▶ AIM
According to the article on educational tablet initiatives, why did the South African government withdraw tablets from schools?
BEGIN DOCUMENT EXCERPT
While it can sometimes be difficult to understand just what exactly the related question or challenge is, in many education systems around the world, the 'answer' or 'solution' put forward is increasing the same:
Indeed, it seems that, over the past few years, not a week has gone by without some sort of high profile announcement about a new educational tablet initiative somewhere -- or about changes to an existing such project.
Excitement about the promise and potential of information and communication technology (ICT) devices for use in teaching and learning has been around for a few decades, but only recently has this been translated into large scale purchases of such devices for use in schools outside of industrialized, 'highly developed' countries. What's happening where, you ask?
Here are some random, but fairly representative, reports from recent years about this undeniable trend:
- Brazilian government to give tablets to state school teachers
- Fatih Project distributes 732,000 tablets (Turkey)
- Indonesian students in remote areas will soon receive tablets to replace textbooks
- Tablet computers in Kazakhstan schools by 2020
- Distribution of tablets to teachers for e-Learning project begins (Jamaica)
- Tablet-based learning taking shape in Malawi
- Russia announces new e-reader tablet for use in schools
- Swedish schools aim to ditch books by 2013
- Finnish school abandons books for tablets
- Romanian Education Ministry wants to equip all schools with tablets
- As Liberian schools remain closed, tablets could become digital classroom
- Colombian students and teachers will receive 900.000 tablets for free
- One primary school pupil, one tablet: Dakar mayor (Senegal)
- 410k tablets distributed to schools in 4 regions of Peru
Not all the news is about tablets going *out* to schools; devices can flow in the reverse direction as well:
- Junta’s Basic Education Commission wants One Million Tablets Returned from Children (Thailand)
- Government withdraws 88‚000 tablets from schools due to theft (South Africa)
- L.A. Unified takes back iPads as $1-billion plan hits hurdles (USA)
It's true that not everything that is announced actually comes to pass. Timelines are often a moving target, and the scope and/or scale of a project as initially conceived can change radically. But the trend is clear.
END DOCUMENT EXCERPT
BEGIN PROVIDED DATA
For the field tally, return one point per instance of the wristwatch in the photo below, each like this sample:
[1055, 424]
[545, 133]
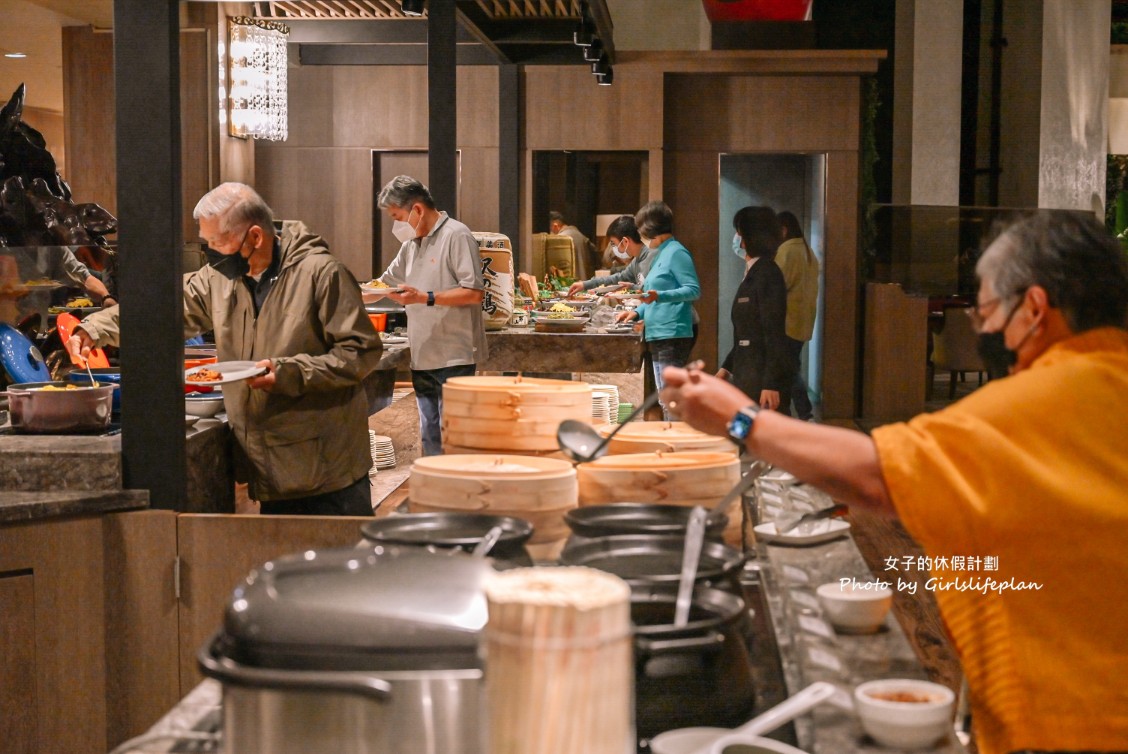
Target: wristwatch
[741, 424]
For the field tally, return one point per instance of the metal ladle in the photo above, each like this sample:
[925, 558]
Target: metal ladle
[581, 443]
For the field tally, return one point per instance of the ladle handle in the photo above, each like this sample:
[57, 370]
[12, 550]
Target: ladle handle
[695, 535]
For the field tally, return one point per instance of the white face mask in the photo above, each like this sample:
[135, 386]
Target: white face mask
[404, 231]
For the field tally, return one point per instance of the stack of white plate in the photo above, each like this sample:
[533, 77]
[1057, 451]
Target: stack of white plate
[600, 408]
[384, 455]
[613, 392]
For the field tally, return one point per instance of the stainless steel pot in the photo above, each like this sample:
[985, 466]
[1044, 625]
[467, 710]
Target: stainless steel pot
[79, 410]
[693, 675]
[354, 651]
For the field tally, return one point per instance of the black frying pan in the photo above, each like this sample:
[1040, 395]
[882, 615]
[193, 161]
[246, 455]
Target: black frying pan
[646, 559]
[618, 518]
END PROVIDED DATA
▶ WORKED SOLUTION
Because of theft.